Muitos gestores têm esse propósito, de desenvolver ações que se tornem legados. Construir projetos que tenham continuidade por si e que possam virar referência. No setor público não é diferente, e a responsabilidade acaba sendo ainda maior. A cada quatro anos, os resultados das políticas públicas são testados nas urnas. Trocam-se os cargos, assumem novas pessoas, com visões diferentes, mas que devem sempre pensar em um único propósito: atender as demandas da população. Algumas ações se mantêm, enquanto outras acabam sendo descontinuadas.
Pensando neste contexto, é importante analisar que as políticas públicas atingem todas as pessoas, independentemente da raça, cor, nível social ou religião. A responsabilidade do gestor público está cada vez mais diversificada, uma vez que a democracia se consolida e amadurece. As agendas de campanha são transformadas em políticas públicas e essas expressam o surgimento de novas ideias e novos propósitos.
As políticas públicas e seus resultados
Uma política pública pode ser tanto parte de uma ação de governo ou ação de Estado. De acordo com Oliveira (2011), políticas de governo estão mais relacionadas com os projetos desenvolvidos pelo executivo e refletem a agenda política que foi eleita, o que não garante que as políticas desenvolvidas durante os quatro anos de mandato serão mantidas.
Já as políticas de Estado tendem a ser mais complexas, em muitos casos envolvendo o legislativo por meio da aprovação de leis que dão sustentação para a política pública elaborada. As diversas amarras institucionais garantem que essa política seja vista como uma política que se destaca de uma mera agenda política de curto prazo.
Como garantir que as políticas públicas mais efetivas tenham continuidade?
Partindo de uma reflexão sobre como algumas políticas públicas perpassaram governos e obtiveram sucesso em sua institucionalização, salta aos olhos, dentre outros fatores, a interação entre as esferas da política, sociedade civil e gestão técnica. Percebe-se que a integração dos três eixos tem relevância para a continuidade de algumas políticas públicas.
A esfera política abrange os interesses políticos diversos e os atores que compõe o legislativo e executivo. A esfera da gestão técnica envolve os técnicos que irão executar a política, desde o gestor do mais alto nível hierárquico até o burocrata do nível de rua. A esfera da sociedade civil tem a ver sobre as organizações sociais, movimentos, comunidades e as articulações conjuntas dos cidadãos.
A partir da relação entre as esferas apresentadas, é importante pensar quais os resultados podem ser alcançados a partir das interações entre elas, e como elas influenciam a institucionalização das políticas públicas.

**INFORMAÇÕES FORNECIDAS:**
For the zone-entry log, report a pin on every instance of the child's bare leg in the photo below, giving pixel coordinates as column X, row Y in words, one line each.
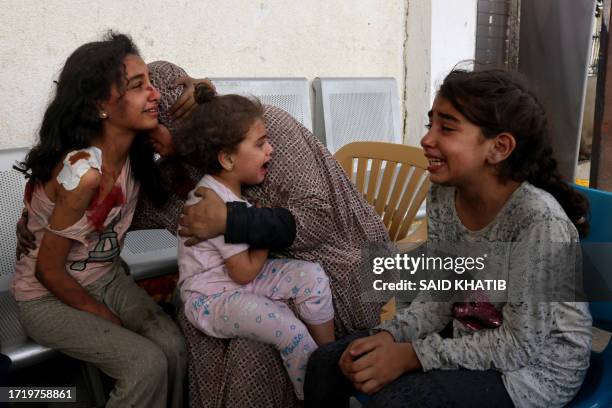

**OBJETIVO DECLARADO 1:** Transcreva do trecho sobre políticas públicas todo o texto que vai desde "As políticas públicas e" até "efetivas tenham continuidade?".
**OBJETIVO DECLARADO 2:** De acordo com o trecho sobre políticas públicas, com que frequência os resultados das políticas públicas são testados nas urnas?

**RESPOSTA COMPLETA 1:**
As políticas públicas e seus resultados
Uma política pública pode ser tanto parte de uma ação de governo ou ação de Estado. De acordo com Oliveira (2011), políticas de governo estão mais relacionadas com os projetos desenvolvidos pelo executivo e refletem a agenda política que foi eleita, o que não garante que as políticas desenvolvidas durante os quatro anos de mandato serão mantidas.
Já as políticas de Estado tendem a ser mais complexas, em muitos casos envolvendo o legislativo por meio da aprovação de leis que dão sustentação para a política pública elaborada. As diversas amarras institucionais garantem que essa política seja vista como uma política que se destaca de uma mera agenda política de curto prazo.
Como garantir que as políticas públicas mais efetivas tenham continuidade?

**RESPOSTA COMPLETA 2:** A cada quatro anos.